Prompt A - From the USGS water data page, copy word for word the passage starting with "Tags: Climate and" and going on through "get the data.".

________________

Skip to content

alt

USGS - Water

Introduction

The United States Geological Survey (USGS) has collected water-resources data at approximately 1.5 million sites in all 50 States, the District of Columbia, Puerto Rico, the Virgin Islands, Guam, American Samoa and the Commonwealth of the Northern Mariana Islands. The USGS investigates the occurrence, quantity, quality, distribution, and movement of surface and underground waters and disseminates the data to the public, State and local governments, public and private utilities, and other Federal agencies involved with managing our water resources.Water-quality data are available for both surface water and groundwater. Examples of water-quality data collected are temperature, specific conductance, pH, nutrients, pesticides, and volatile organic compounds.

Source: USGS Water Data

Tags: Climate and Environment, Water, Time-series, Risk, Daily

Modules

Scrapping:

Below is the API endpoints and the parameters that we need to pass to get the data.

________________

Prompt B - Repeat the records below verbatim, every line of them, omitting the pictures.

Provided information -
________________

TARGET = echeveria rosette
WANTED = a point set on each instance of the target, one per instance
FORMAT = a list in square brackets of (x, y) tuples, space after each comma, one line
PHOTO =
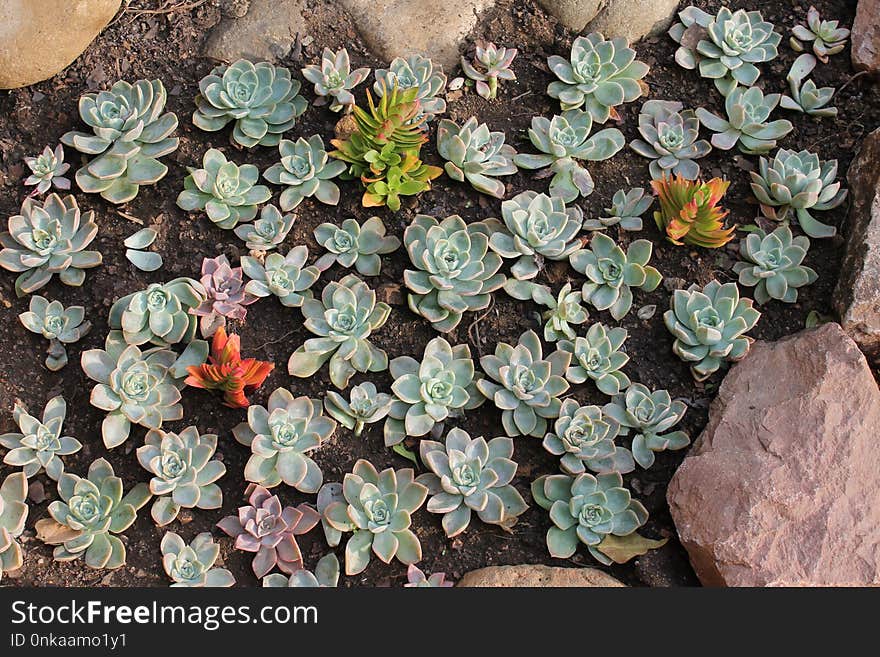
[(39, 444), (428, 392), (343, 320), (538, 227), (709, 326), (281, 435), (470, 475), (377, 507), (611, 273), (598, 76), (49, 238), (269, 530), (455, 272), (528, 385), (585, 509), (261, 99), (193, 565), (95, 509), (183, 472), (649, 415), (583, 438)]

________________

Full response A -
Tags: Climate and Environment, Water, Time-series, Risk, Daily

Modules

Scrapping:

Below is the API endpoints and the parameters that we need to pass to get the data.

Full response B -
TARGET = echeveria rosette
WANTED = a point set on each instance of the target, one per instance
FORMAT = a list in square brackets of (x, y) tuples, space after each comma, one line
PHOTO =
[(39, 444), (428, 392), (343, 320), (538, 227), (709, 326), (281, 435), (470, 475), (377, 507), (611, 273), (598, 76), (49, 238), (269, 530), (455, 272), (528, 385), (585, 509), (261, 99), (193, 565), (95, 509), (183, 472), (649, 415), (583, 438)]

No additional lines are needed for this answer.